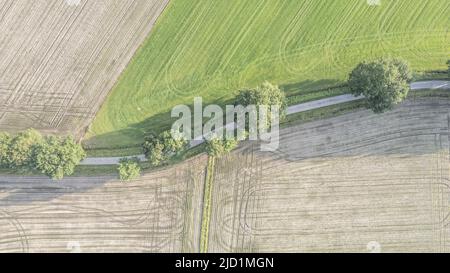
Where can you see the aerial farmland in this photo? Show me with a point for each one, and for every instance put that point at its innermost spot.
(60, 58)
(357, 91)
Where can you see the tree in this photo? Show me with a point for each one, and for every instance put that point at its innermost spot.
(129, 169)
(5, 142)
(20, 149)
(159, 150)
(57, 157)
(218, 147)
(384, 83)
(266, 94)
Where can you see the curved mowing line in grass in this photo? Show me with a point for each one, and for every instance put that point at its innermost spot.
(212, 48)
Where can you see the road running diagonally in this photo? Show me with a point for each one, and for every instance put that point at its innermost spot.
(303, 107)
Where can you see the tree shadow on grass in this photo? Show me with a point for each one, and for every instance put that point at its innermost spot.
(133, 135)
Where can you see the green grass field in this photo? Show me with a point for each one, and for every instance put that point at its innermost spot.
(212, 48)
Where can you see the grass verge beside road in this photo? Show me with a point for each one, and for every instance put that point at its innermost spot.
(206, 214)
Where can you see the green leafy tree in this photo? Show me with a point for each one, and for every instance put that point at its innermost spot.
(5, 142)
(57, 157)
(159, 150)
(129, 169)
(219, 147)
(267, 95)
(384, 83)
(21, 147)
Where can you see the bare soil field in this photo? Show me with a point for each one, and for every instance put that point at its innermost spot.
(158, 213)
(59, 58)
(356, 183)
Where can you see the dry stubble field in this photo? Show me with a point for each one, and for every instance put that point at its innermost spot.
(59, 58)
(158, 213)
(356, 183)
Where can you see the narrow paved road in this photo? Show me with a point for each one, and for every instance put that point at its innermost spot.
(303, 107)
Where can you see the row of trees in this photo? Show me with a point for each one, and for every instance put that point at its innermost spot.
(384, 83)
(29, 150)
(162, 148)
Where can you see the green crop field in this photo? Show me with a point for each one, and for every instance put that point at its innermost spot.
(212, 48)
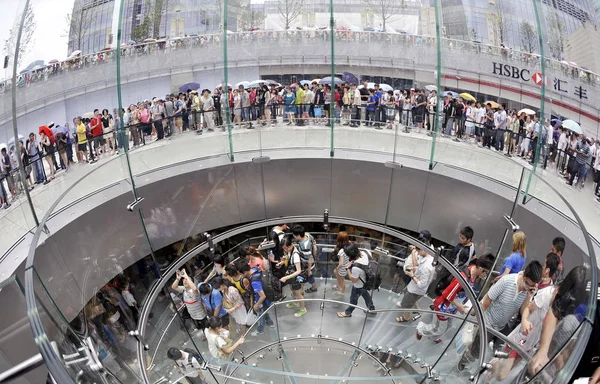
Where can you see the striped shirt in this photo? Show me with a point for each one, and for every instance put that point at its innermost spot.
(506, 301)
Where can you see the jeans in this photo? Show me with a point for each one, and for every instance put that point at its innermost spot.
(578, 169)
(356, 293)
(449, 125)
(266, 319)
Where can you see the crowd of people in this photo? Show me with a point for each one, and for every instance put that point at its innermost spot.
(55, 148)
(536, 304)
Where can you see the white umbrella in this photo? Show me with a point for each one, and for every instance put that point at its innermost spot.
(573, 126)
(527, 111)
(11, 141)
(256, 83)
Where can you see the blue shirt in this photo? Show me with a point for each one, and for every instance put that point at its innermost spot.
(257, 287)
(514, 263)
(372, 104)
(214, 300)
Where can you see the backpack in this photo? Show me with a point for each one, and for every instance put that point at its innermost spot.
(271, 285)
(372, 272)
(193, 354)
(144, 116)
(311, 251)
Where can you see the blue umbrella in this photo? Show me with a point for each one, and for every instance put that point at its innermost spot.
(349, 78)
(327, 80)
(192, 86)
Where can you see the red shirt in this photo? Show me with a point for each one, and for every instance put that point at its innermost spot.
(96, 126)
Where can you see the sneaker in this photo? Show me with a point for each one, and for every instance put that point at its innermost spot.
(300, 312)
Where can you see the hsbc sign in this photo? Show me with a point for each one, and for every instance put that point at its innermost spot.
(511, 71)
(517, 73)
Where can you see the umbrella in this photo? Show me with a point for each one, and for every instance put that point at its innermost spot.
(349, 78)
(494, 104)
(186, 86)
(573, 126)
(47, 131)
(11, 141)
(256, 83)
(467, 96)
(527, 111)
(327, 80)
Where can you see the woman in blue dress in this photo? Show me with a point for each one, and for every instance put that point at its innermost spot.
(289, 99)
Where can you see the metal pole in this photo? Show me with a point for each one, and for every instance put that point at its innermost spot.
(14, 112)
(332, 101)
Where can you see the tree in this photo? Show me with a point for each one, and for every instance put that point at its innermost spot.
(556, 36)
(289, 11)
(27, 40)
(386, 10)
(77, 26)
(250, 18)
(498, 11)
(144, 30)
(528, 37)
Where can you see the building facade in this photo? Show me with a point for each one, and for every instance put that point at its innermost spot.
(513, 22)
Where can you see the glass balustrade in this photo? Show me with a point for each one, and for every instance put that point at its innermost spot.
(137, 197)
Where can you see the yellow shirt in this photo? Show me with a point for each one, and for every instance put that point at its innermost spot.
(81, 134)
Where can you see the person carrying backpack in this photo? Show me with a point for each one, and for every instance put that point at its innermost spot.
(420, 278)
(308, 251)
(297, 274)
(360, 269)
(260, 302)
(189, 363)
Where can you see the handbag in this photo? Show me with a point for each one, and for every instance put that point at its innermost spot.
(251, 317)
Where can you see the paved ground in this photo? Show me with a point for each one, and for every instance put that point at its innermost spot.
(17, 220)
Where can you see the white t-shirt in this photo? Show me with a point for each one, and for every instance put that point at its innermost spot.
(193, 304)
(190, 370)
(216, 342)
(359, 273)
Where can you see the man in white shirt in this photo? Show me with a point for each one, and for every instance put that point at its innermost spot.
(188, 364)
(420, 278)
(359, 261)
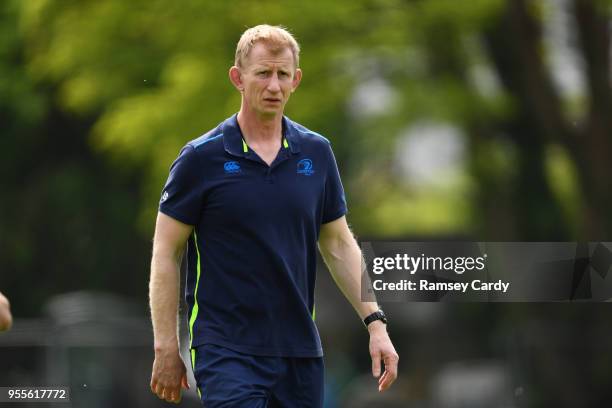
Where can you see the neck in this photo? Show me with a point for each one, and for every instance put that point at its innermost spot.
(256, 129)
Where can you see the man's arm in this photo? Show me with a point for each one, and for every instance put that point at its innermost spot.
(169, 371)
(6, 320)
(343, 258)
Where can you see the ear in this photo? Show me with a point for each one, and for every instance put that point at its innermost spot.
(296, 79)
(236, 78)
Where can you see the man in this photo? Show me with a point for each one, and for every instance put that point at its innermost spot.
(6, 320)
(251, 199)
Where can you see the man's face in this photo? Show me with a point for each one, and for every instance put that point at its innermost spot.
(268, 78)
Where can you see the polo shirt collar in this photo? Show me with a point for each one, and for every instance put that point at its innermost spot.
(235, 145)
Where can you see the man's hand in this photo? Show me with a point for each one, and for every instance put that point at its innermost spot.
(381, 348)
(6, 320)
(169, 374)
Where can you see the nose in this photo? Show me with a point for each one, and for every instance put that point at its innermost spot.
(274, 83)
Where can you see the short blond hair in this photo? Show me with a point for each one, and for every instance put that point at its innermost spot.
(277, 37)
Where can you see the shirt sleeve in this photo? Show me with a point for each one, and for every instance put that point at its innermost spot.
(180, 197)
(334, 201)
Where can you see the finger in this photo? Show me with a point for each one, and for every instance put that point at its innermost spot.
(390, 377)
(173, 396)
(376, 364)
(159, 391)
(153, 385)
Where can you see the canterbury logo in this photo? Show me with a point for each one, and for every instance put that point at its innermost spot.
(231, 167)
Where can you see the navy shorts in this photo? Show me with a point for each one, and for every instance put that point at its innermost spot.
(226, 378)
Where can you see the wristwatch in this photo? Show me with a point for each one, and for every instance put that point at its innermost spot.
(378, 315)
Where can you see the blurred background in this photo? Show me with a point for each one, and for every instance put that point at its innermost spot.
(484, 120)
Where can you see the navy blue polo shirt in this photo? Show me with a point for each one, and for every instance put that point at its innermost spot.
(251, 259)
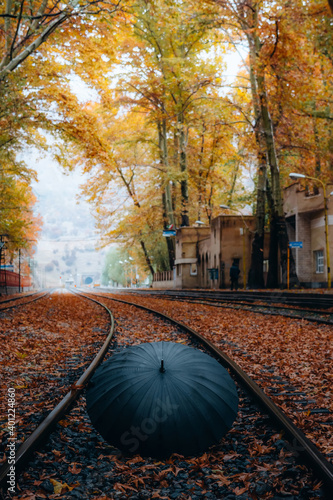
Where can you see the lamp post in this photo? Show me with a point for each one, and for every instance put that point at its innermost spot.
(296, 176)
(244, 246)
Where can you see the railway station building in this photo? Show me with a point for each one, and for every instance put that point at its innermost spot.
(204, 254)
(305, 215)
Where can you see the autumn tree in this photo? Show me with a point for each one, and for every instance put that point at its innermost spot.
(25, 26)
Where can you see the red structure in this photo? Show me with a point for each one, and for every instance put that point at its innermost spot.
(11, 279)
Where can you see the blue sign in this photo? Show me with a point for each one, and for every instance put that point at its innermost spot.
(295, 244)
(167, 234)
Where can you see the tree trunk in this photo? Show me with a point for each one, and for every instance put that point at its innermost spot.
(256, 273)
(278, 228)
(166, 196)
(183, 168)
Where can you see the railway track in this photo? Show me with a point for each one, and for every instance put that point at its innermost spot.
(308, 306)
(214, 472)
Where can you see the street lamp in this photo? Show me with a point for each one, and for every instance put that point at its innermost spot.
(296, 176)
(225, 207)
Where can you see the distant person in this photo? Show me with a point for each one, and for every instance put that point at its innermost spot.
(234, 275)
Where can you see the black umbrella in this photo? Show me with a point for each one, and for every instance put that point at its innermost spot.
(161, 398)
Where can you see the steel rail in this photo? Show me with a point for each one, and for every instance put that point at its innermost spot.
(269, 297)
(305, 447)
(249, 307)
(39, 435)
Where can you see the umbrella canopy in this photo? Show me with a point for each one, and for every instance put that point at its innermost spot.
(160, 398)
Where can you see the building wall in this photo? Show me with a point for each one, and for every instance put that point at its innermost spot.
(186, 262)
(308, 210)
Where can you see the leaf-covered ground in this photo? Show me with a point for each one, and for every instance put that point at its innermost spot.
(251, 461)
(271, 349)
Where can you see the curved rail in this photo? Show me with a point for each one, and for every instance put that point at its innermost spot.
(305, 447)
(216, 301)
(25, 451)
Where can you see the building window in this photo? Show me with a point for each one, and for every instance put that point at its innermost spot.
######
** ABOUT THIS EXERCISE **
Beginning at the line containing "Where can you see the leaf-covered", output exactly each line up to and including the last line of the material above.

** RESPONSE FOR THIS EXERCISE **
Where can you see the leaf-covered ground in this photo? Show me with a point for each one, and for every instance put that point at its innermost spot.
(251, 461)
(271, 349)
Where can you see the curved rail in this photo? Show me with a point for each one, and for every instance put that point at its innermost spot.
(305, 447)
(216, 301)
(25, 451)
Where can you see the building window in this photo? Show me with a point for each one, and for every instance put that point at its innermost spot.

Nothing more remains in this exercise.